## Exercise requirements
Starting with the line that contains "For each instance of the chevrolet", reproduce each line through the end of the listing below, with no other output.

Dataset excerpts on object pointing:
** START **
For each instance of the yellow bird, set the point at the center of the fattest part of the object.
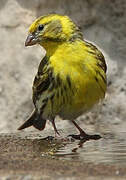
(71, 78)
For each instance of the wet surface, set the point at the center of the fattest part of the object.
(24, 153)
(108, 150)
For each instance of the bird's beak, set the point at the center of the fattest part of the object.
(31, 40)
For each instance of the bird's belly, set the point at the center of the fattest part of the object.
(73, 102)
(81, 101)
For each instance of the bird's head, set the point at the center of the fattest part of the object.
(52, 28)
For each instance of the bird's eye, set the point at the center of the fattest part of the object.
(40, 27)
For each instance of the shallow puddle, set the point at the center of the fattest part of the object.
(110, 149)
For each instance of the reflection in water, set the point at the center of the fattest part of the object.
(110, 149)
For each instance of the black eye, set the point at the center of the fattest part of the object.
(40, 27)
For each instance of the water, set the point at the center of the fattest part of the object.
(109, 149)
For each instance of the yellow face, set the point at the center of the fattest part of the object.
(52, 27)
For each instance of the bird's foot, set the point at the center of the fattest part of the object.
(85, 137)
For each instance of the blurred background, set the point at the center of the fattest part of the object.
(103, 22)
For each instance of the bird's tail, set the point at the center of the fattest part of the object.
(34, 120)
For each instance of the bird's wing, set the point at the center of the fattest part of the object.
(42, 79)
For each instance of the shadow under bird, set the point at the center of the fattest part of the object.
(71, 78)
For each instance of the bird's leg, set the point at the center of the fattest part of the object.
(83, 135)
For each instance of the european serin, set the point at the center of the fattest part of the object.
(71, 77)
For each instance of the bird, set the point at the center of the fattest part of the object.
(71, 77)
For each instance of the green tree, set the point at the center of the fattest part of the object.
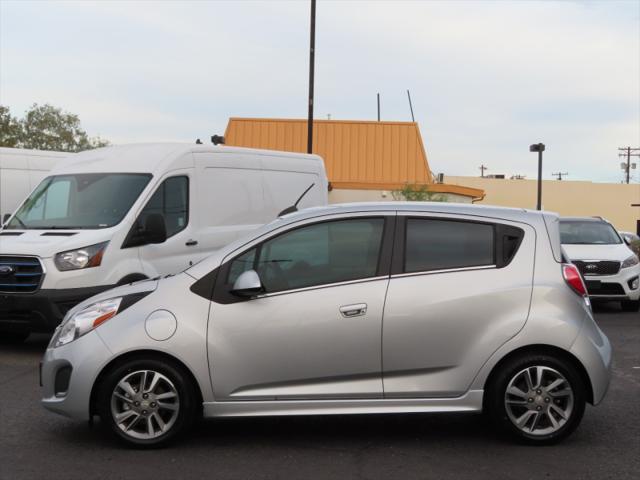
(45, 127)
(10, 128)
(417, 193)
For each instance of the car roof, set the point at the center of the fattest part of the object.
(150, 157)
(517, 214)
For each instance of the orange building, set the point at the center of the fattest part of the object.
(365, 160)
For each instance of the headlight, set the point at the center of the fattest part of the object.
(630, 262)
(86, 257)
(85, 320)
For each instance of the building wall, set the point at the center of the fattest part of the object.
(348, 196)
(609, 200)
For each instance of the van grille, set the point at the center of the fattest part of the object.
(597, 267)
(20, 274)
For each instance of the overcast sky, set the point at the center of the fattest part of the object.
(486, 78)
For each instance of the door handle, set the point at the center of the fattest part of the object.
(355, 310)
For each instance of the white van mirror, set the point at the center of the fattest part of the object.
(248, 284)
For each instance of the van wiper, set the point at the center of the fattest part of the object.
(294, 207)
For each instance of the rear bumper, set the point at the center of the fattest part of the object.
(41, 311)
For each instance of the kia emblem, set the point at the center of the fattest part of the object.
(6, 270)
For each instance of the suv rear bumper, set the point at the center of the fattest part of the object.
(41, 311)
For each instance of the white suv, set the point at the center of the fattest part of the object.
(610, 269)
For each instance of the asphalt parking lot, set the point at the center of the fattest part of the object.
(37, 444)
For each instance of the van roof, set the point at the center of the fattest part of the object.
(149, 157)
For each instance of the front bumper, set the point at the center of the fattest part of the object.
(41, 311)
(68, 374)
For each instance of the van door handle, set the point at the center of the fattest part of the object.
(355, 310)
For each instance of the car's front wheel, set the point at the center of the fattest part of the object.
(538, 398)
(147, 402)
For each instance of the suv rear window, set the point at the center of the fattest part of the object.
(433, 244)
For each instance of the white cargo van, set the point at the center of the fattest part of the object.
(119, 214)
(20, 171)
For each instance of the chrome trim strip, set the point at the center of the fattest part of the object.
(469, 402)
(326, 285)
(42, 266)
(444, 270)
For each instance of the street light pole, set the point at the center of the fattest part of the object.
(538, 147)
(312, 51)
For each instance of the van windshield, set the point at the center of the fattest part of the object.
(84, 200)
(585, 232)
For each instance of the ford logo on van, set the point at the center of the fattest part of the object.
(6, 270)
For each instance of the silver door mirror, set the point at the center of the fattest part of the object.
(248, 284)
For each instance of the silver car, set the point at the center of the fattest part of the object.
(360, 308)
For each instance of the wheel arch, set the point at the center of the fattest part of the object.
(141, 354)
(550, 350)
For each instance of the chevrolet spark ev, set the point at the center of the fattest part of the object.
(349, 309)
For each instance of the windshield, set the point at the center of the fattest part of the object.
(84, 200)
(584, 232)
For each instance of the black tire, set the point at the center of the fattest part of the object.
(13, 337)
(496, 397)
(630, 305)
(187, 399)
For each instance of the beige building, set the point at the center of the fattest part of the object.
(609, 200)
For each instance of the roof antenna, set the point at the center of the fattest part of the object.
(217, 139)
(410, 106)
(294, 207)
** END **
## Expected answer
For each instance of the chevrolet spark ev, set the point at the center of the fattest part of the object.
(349, 309)
For each instance of the windshield, set the point at the center of the fattest part of the object.
(84, 200)
(584, 232)
For each instance of the black tire, set the point at the center of the fattest part of the object.
(13, 337)
(496, 397)
(630, 305)
(187, 399)
For each instance of the beige building, set the point at the center of the fattest part of the object.
(609, 200)
For each instance of the roof antenna, set the point at the center of the fattest part of the object.
(217, 139)
(410, 106)
(294, 207)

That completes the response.